Prompt:
The data is to be retyped in full, exactly.

Stored records:

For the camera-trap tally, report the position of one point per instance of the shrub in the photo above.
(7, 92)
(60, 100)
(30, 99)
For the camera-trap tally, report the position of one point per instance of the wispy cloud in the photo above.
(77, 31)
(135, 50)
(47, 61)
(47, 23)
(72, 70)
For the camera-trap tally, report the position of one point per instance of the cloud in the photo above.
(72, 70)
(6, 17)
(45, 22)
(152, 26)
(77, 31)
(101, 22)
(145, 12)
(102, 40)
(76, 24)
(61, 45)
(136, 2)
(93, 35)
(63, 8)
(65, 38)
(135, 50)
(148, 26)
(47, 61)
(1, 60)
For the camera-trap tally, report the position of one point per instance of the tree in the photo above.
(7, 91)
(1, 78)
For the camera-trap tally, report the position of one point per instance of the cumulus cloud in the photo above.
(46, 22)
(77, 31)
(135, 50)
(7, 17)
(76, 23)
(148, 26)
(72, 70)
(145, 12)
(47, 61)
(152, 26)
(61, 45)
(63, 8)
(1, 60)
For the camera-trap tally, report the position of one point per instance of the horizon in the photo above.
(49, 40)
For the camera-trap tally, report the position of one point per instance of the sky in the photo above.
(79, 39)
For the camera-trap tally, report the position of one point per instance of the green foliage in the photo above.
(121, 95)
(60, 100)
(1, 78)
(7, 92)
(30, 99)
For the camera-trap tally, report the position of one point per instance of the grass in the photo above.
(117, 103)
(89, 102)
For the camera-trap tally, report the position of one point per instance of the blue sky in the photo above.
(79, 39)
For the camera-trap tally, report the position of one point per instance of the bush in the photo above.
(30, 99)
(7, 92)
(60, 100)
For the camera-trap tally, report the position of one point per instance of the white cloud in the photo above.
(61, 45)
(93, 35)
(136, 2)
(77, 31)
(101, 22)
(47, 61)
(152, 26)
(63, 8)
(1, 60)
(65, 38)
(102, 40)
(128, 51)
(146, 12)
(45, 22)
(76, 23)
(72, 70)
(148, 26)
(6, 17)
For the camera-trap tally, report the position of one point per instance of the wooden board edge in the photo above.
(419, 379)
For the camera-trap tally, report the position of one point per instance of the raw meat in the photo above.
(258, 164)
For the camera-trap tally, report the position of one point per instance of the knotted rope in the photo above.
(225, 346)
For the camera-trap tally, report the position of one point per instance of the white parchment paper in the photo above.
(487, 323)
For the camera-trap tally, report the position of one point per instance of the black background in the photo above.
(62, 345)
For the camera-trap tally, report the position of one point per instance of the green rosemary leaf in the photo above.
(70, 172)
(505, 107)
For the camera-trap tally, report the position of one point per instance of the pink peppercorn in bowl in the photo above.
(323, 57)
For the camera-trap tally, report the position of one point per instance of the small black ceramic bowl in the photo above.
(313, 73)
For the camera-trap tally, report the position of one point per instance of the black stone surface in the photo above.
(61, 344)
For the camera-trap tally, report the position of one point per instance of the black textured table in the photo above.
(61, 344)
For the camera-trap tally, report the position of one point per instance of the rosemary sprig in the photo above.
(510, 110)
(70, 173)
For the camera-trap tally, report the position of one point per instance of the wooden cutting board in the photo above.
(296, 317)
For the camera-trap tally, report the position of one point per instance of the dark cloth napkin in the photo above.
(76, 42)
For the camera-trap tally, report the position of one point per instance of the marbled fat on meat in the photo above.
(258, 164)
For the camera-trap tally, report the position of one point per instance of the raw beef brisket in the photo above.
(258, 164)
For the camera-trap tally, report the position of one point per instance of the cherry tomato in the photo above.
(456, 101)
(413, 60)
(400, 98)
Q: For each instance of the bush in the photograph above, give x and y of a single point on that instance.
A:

Expected output:
For the camera-trap tally, report the position of one point per instance of the shrub in the photo above.
(7, 92)
(60, 100)
(30, 99)
For the camera-trap tally, report the position of one point per instance of the wispy cloud in the photo above.
(77, 31)
(135, 50)
(47, 61)
(47, 23)
(72, 70)
For the camera-trap tally, report the position of one point per instance of the cloud in the photo above.
(72, 70)
(6, 17)
(45, 22)
(152, 26)
(77, 31)
(101, 22)
(145, 12)
(102, 40)
(76, 24)
(61, 45)
(136, 2)
(93, 35)
(63, 8)
(65, 38)
(135, 50)
(148, 26)
(47, 61)
(1, 60)
For the camera-trap tally, report the position of one point per instance of the tree in the photo above.
(7, 91)
(1, 78)
For the camera-trap tally, report the position of one point per instance of the cumulus cloud in the photo above.
(46, 22)
(77, 31)
(135, 50)
(7, 17)
(76, 23)
(148, 26)
(72, 70)
(145, 12)
(47, 61)
(152, 26)
(61, 45)
(63, 8)
(1, 60)
For the camera-trap tally, report the position of one point per instance of the horizon in the photo above.
(49, 40)
For the camera-trap tally, report the position of one point per instance of the sky in the photo above.
(79, 39)
For the camera-trap tally, report the position of one point per instance of the green foliage in the photo above.
(121, 95)
(60, 100)
(1, 78)
(7, 92)
(30, 99)
For the camera-trap tally, report the position of one point per instance of the grass in the photo above.
(117, 103)
(89, 102)
For the camera-trap tally, report the position of one point per instance of the blue sky in the photo above.
(79, 39)
For the camera-trap tally, report the position of one point per instance of the bush in the photo above.
(30, 99)
(7, 92)
(60, 100)
For the camera-trap tally, report the position of one point per instance of the white cloud in the photo above.
(61, 45)
(93, 35)
(136, 2)
(77, 31)
(101, 22)
(47, 61)
(152, 26)
(63, 8)
(1, 60)
(65, 38)
(102, 40)
(128, 51)
(146, 12)
(45, 22)
(76, 23)
(72, 70)
(148, 26)
(6, 17)
For the camera-trap tally, report the position of one point per instance of the wooden board edge in the photo above.
(419, 379)
For the camera-trap tally, report the position of one point per instance of the raw meat in the photo above.
(258, 164)
For the camera-trap tally, report the position of one point per instance of the knotted rope in the photo above.
(225, 346)
For the camera-trap tally, report the position of one point per instance of the white parchment paper in the photo above.
(487, 323)
For the camera-trap tally, report the position of one point per instance of the black background in the photo above.
(62, 345)
For the camera-trap tally, report the position of one point per instance of the green rosemary leaf in the photo above.
(70, 172)
(505, 107)
For the camera-trap tally, report the position of one point per instance of the pink peppercorn in bowl in the photo above.
(323, 57)
For the camera-trap tally, report the position of one point per instance of the small black ceramic bowl in the photo above.
(313, 73)
For the camera-trap tally, report the position of one point per instance of the black stone surface in the photo above.
(61, 344)
For the camera-trap tally, report the position of one point per instance of the black textured table in the photo above.
(61, 344)
For the camera-trap tally, report the position of one point per instance of the rosemary sprig in the photo above.
(510, 110)
(70, 173)
For the camera-trap tally, report the position of one point per instance of the wooden cutting board in the photo above.
(296, 317)
For the camera-trap tally, report the position of one point per instance of the dark cloth napkin in the photo above.
(76, 42)
For the camera-trap tally, report the position of one point per instance of the marbled fat on meat in the photo above.
(258, 164)
For the camera-trap tally, report the position of one point per instance of the raw beef brisket in the photo above.
(258, 164)
For the camera-trap tally, report the position of one point per instance of the cherry tomato in the photo above.
(456, 101)
(413, 60)
(400, 98)
Q: For each instance of the bush in the photograph above, give x and y of a single point on that instance.
A:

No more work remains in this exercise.